# QUESTIONS ON THE MATERIAL
1. Decide whether each statement below agrees with the gender-affirming care passage. Answer yes or no for each, quoting the deciding words of the passage exactly.
(a) Oklahoma's HB2177 passed the Oklahoma House at the end of February.
(b) State Sen. Jack Johnson opposes HB1215.
(c) Donald Trump made his promise about doctors and teachers in a March video.
2. Write the next part of the gender-affirming care passage, picking up after its final sentence.

# EXCERPTED PASSAGE
★ ★ ★
A month ago, while discussing a separate Tennessee bill banning gender-affirming care for minors, Republican State Sen. Jack Johnson said that he wanted to “put children first … and let them make those decisions as adults.”
But Johnson is also backing HB1215, which would prohibit Tennessee’s Medicaid program from covering gender-affirming care, shutting off access to trans adults who cannot afford to access private care.
A bill being considered in Florida includes a ban on gender-affirming care for youth, would prevent birth certificates being updated to reflect transition, allows courts to take custody away from a parent who affirms their trans child, and bans both public funds and private insurance being used for gender-affirming care for adults.
Florida is also currently considering Bill SB952, the “Reverse Woke Act,” which would place excessive liability on employers if they cover gender-affirming care.
An Oklahoma bill called HB2177, which passed in the Oklahoma House at the end of February and now is in the Oklahoma Senate, bans facilities that receive public funds from allowing staff or facilities to be used for the provision of gender-affirming care “on any minor or adult.”
This would make it nearly impossible to find a provider, as all hospital systems receive public funds.
Oklahoma already limited access in 2022 when it withheld millions in COVID-19 relief funds from the University of Oklahoma medical system until the system agreed to stop providing gender-affirming care.
Others who've backed similar measures include former U.S. president Donald Trump, who promised in a January video that if he was re-elected, he would punish doctors who provide gender-affirming care to minors and would create “a new credentialing body for teachers” in order to “promote positive education about the nuclear family, the roles of mothers and fathers and celebrating, rather than erasing, the things that make men and women different.”
He also added that he would prohibit any federal agency from “promot(ing) the concept of sex and gender transition at any age” — another sign that the anti-trans crusade is expanding far beyond children.
Eliminating care by severing access is straight out of the anti-abortion playbook, advocates including Topping say.
“What they're doing is saying, ‘OK, fine, you won't let us block, ban it completely, we will just make it incredibly hard to access,’” Topping said. “They've done the same thing when it comes to abortion. And the same through line here is that bodily autonomy.”
★ ★ ★
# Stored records

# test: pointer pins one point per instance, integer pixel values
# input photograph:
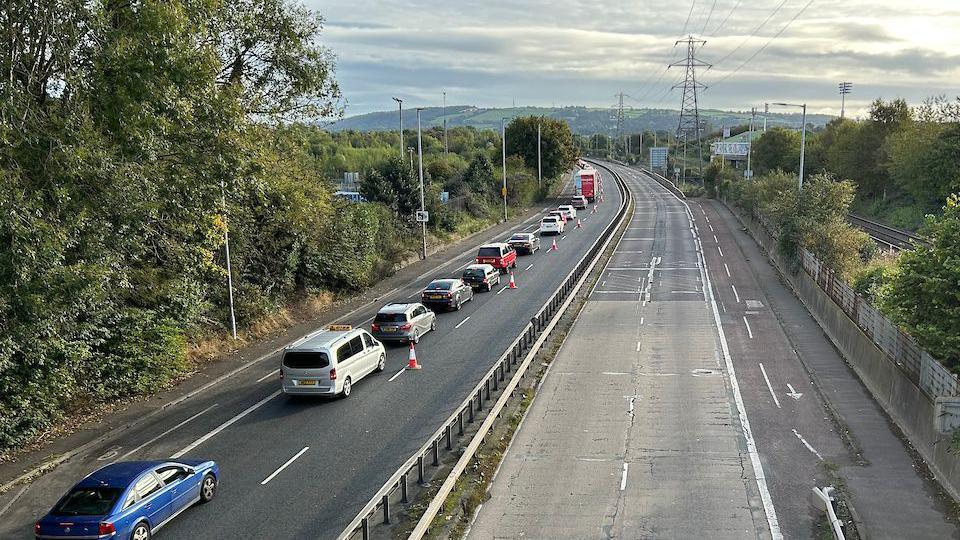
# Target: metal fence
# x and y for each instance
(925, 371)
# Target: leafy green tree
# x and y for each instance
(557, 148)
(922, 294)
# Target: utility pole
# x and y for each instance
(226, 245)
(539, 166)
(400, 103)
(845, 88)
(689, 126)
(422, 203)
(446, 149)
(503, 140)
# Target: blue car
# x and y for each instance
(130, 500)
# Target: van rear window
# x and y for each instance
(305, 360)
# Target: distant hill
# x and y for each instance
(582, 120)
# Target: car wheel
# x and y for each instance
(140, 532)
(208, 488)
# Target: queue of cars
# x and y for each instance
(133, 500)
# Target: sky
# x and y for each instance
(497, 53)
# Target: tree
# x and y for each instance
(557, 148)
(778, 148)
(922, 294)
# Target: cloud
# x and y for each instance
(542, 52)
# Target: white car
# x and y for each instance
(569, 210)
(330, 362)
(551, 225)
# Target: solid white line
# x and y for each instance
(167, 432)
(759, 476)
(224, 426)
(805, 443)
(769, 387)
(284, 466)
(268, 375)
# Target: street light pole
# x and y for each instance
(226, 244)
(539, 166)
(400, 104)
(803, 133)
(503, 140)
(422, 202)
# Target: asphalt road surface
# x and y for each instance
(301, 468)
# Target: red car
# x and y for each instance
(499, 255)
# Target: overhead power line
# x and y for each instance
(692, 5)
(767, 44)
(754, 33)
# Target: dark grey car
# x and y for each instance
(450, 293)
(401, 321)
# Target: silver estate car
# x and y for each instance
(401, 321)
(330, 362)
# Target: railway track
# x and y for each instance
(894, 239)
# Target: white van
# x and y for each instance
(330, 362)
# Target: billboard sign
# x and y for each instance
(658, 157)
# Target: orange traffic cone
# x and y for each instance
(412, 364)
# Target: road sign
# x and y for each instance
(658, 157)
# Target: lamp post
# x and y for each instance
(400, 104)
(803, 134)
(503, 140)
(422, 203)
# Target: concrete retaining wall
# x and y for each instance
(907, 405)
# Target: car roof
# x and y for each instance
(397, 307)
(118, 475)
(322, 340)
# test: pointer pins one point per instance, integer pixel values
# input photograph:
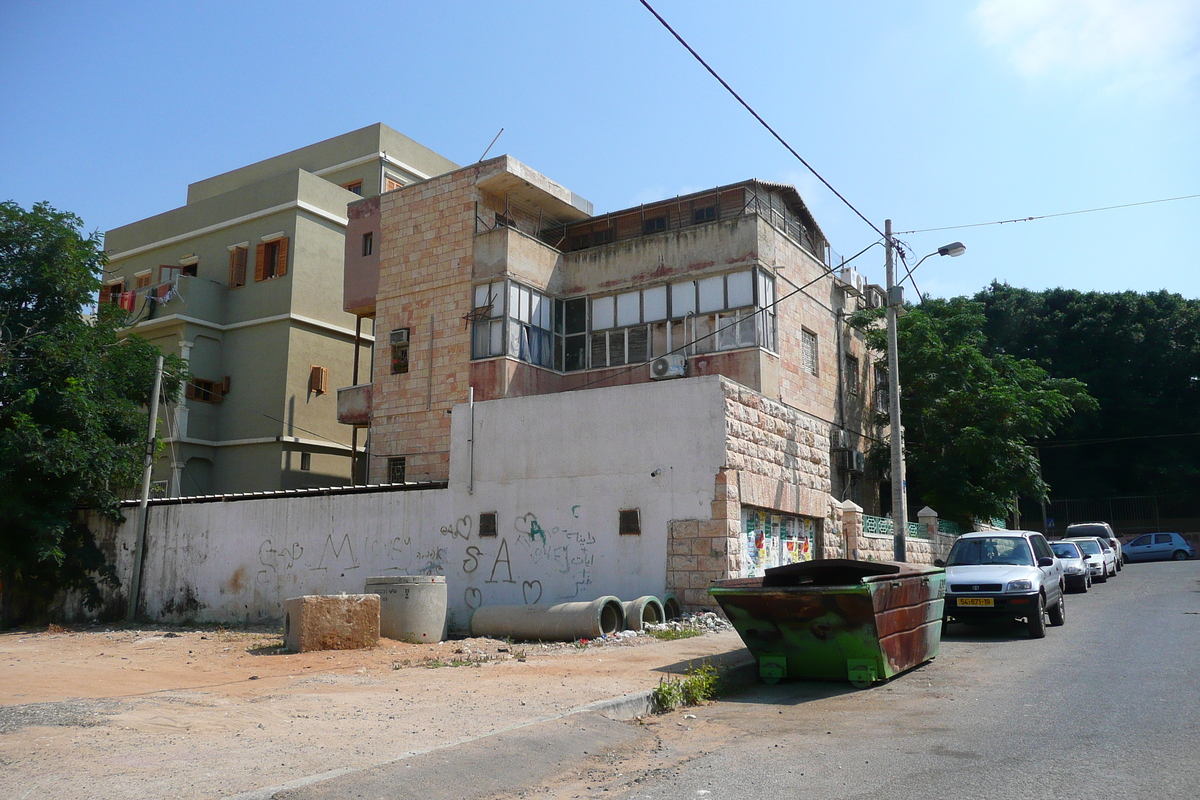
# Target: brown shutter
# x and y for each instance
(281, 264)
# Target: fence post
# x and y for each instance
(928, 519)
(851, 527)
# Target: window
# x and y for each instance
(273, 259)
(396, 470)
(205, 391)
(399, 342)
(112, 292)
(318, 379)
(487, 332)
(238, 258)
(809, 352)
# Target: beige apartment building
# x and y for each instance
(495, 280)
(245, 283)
★ ★ ★
# ANSWERS TO THE EXERCISES
1.
(a) Yes: "An Oklahoma bill called HB2177, which passed in the Oklahoma House at the end of February"
(b) No: "But Johnson is also backing HB1215"
(c) No: "who promised in a January video"

2.
TRANS REFUGE
Not every state is looking to limit access to care. Many have also increased protections for trans people, or passed bills or executive orders designating them as “trans refuge” states for families and individuals fleeing anti-trans laws elsewhere.
“We now have a situation in the United States where we have political refugees in our country,” Jones said. “I personally know families that have been planning for a year what they're going to do if a bill passes in their state, I know that there are groups of parents as well who have trans kids who cannot afford to leave their states, who are keeping the identity of their children a secret in order to protect them in various places in the United States where they know that there are authorities who wish to do them harm because of their gender identity.”
U.S. President Joe Biden denounced Florida legislation targeting trans youth as “close to sinful,” and “cruel” in an appearance on the Daily Show last week, and several senates have seen filibusters recently attempting to protest anti-trans health-care bills.
“I don't think most people are supportive of these bills,” Jones said.
Topping agreed, saying she thinks the vast majority of “folks don't want to ban care that will help someone be the best version of themselves.”
Advocates believe that Texas and South Carolina’s bills banning gender-affirming care for those under the age of 26 are unlikely to pass, but that the escalation is far from over.
“Trans folks are going to continue to speak up,” Topping said.
“At the end of the day, trans folks are your family, they’re your friends, they’re your neighbours and co-workers. And folks just need to remember that.”